**What is required:** Extract each row below verbatim, in the same order, changing nothing.

**Dataset extract:**
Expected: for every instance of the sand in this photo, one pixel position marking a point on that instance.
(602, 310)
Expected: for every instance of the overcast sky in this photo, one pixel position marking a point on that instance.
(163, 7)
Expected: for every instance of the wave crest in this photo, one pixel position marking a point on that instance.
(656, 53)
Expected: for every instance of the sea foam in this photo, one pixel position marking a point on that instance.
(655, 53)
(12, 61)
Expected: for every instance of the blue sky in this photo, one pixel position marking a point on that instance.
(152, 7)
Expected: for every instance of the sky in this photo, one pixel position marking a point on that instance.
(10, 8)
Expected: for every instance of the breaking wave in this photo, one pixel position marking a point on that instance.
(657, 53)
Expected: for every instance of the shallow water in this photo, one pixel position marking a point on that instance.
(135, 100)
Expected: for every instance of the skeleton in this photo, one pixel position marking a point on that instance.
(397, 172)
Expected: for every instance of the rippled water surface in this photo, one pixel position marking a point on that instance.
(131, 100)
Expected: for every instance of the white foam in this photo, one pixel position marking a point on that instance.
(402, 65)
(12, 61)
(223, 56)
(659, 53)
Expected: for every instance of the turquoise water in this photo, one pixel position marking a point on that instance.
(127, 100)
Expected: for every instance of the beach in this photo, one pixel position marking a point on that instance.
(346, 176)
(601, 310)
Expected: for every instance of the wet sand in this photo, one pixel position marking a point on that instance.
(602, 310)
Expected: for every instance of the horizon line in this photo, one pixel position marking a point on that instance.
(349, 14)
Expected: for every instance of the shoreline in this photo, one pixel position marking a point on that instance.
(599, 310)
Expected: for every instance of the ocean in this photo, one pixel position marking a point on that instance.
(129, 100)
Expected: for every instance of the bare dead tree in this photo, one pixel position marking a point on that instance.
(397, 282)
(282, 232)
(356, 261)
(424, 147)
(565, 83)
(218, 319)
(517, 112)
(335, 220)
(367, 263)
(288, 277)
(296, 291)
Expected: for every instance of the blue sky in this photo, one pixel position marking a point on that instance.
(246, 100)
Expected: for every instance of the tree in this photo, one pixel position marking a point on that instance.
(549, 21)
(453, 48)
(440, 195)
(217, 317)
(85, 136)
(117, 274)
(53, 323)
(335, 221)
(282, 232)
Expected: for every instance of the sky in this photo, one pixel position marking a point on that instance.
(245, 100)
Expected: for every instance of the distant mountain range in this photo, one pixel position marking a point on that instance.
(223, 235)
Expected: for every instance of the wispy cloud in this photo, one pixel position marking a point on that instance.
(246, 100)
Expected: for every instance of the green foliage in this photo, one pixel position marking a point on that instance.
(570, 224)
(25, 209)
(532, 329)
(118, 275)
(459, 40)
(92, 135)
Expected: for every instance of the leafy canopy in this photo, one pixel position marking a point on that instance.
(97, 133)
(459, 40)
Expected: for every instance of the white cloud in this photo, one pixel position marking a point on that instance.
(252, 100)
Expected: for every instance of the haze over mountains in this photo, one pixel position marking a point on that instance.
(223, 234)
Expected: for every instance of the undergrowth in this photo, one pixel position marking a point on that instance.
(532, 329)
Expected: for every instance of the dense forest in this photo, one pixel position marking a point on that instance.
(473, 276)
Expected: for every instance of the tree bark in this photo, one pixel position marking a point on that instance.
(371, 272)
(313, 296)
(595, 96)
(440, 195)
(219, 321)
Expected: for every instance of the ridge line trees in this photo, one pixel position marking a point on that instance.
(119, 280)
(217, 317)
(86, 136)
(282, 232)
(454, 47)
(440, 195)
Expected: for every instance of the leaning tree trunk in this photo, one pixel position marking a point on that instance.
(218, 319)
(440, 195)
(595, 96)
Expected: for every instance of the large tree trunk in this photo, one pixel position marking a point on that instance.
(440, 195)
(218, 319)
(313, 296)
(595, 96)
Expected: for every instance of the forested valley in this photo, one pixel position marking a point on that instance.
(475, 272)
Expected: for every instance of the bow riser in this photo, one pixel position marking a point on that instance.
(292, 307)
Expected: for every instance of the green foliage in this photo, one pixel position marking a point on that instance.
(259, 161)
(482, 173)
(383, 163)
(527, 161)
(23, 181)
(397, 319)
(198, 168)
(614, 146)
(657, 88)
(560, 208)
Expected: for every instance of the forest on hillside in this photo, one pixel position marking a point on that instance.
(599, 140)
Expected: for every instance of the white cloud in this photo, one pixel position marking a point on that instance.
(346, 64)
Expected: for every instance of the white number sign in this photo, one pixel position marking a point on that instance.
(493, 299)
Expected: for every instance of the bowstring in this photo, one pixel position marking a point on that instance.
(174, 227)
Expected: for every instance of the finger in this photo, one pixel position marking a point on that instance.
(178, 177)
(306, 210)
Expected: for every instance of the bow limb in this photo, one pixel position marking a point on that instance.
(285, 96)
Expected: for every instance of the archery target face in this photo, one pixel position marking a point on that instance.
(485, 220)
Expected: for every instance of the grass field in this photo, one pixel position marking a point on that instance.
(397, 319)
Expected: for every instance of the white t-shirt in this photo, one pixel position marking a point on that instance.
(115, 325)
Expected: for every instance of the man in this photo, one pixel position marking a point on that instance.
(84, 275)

**Response:**
Expected: for every instance of the sand in this photo, one pixel position marking a point on that instance.
(602, 310)
Expected: for every instance of the overcast sky in this photo, one pixel position marking a point on that instance.
(163, 7)
Expected: for every instance of the wave crest in this photo, one pixel position marking a point on that instance.
(656, 53)
Expected: for every instance of the sea foam in this photo, one pixel position marking a point on that instance.
(655, 53)
(12, 61)
Expected: for every instance of the blue sky in this photo, one pixel position marking a point on that instance.
(152, 7)
Expected: for every instance of the sky in this photo, one pixel position marking a point on that instance.
(10, 8)
Expected: for every instance of the breaking wave in this photo, one pixel position marking a point on that instance.
(657, 53)
Expected: for every instance of the shallow water in this photo, one pixel position marking a point on that instance.
(135, 100)
Expected: for every instance of the skeleton in this photo, one pixel position marking a point on that instance.
(397, 172)
Expected: for every instance of the rippled water surface in this photo, one pixel position marking a point on that instance.
(131, 100)
Expected: for every instance of the white foam in this photo, one pixel position marking a point on that instance.
(402, 65)
(12, 61)
(223, 56)
(659, 53)
Expected: for every instance of the turquoise water in this photo, one pixel position marking a point on that instance.
(127, 100)
Expected: for every instance of the beach in this photo, one pixel position marking a point on that instance.
(346, 176)
(601, 310)
Expected: for every instance of the wet sand in this photo, one pixel position marking a point on that instance.
(602, 310)
Expected: for every instance of the horizon line in this photo, one pixel position marking a point on that instance.
(349, 14)
Expected: for every instance of the shoreline in this photo, one pixel position marking a point on that instance.
(599, 310)
Expected: for every instance of the ocean in this photo, one pixel position marking a point on that instance.
(129, 100)
Expected: for every instance of the bare dead tree in this photo, one pixel position marking a point on that instance.
(397, 282)
(282, 232)
(356, 261)
(424, 147)
(565, 83)
(218, 319)
(517, 112)
(335, 220)
(367, 263)
(288, 277)
(296, 291)
Expected: for every instance of the blue sky in this photo, one pixel position marking a point on that instance.
(246, 100)
Expected: for every instance of the tree in this photo, one pixel position marking a point on that instance.
(549, 21)
(453, 48)
(440, 195)
(217, 317)
(85, 136)
(117, 274)
(53, 323)
(335, 221)
(282, 232)
Expected: for every instance of the sky in this photo, one pixel position marking a point on that instance.
(245, 100)
Expected: for every instance of the distant mountain range in this photo, one pixel position marking a point on that instance.
(223, 235)
Expected: for every instance of the wispy cloud in this photo, one pixel position marking a point on that instance.
(246, 100)
Expected: for every instance of the green foliage in this photo, one pixel position marking a point on that instance.
(570, 224)
(25, 209)
(532, 329)
(118, 275)
(459, 40)
(92, 135)
Expected: for every instance of the leafy canopy in this photo, one pixel position marking a point on that instance.
(97, 133)
(459, 40)
Expected: for every instance of the white cloud in this photo, one pixel position marking a point on that instance.
(252, 100)
Expected: for every instance of the haze over mountains in this photo, one pixel position marking a point on that instance.
(223, 234)
Expected: for every instance of the undergrowth in this photo, one pixel position marking a point on that instance.
(532, 329)
Expected: for every instance of the dense forest in this photo, one pixel position marking a point on that instance.
(473, 276)
Expected: for every instance of the tree bark in this photo, one pixel position marking a point on that instance.
(371, 272)
(313, 296)
(595, 96)
(440, 195)
(219, 321)
Expected: for every instance of the ridge line trees in this photo, one pixel position marking a point on that instance.
(119, 280)
(217, 317)
(86, 136)
(282, 232)
(454, 47)
(440, 195)
Expected: for every instance of the leaning tree trunk in this photo, one pixel position marking a point on that instance.
(218, 319)
(440, 195)
(595, 96)
Expected: for every instance of the large tree trunk in this photo, one pixel position marking a point on that instance.
(440, 195)
(218, 319)
(313, 296)
(595, 96)
Expected: for every instance of the forested valley in this photo, one pixel position marking a point on that instance.
(475, 272)
Expected: for every instance of the bow riser in this photo, one pixel position marking a point on that instance.
(292, 307)
Expected: for every instance of the green foliage in this photo, one pixel position marking a point on that instance.
(259, 161)
(482, 173)
(383, 163)
(527, 161)
(23, 181)
(397, 319)
(198, 168)
(614, 146)
(657, 88)
(560, 208)
Expected: for every instance of the forest on hillside in this photo, one pixel position marking a point on that instance.
(599, 140)
Expected: for every instance of the white cloud in this photo, one pixel position marking a point on that instance.
(346, 64)
Expected: for every instance of the white number sign in this photo, one pixel position marking a point on that instance.
(493, 299)
Expected: for every instance of the bowstring in this photo, one pixel position marking a point on that instance.
(174, 227)
Expected: for every instance of the finger in this photo, one pixel position marking a point on that instance.
(178, 177)
(306, 210)
Expected: for every instance of the bow limb in this photo, one pixel position marking a point on that instance.
(285, 96)
Expected: for every instance of the archery target face in this photo, one pixel position marking a point on that instance.
(485, 220)
Expected: for every instance of the grass field in this photo, one pixel position marking a point on that instance.
(397, 319)
Expected: for every instance of the white t-shirt in this photo, one pixel position marking a point on that instance.
(115, 325)
Expected: for every instance of the man in this photo, one pixel position marking a point on that instance.
(84, 275)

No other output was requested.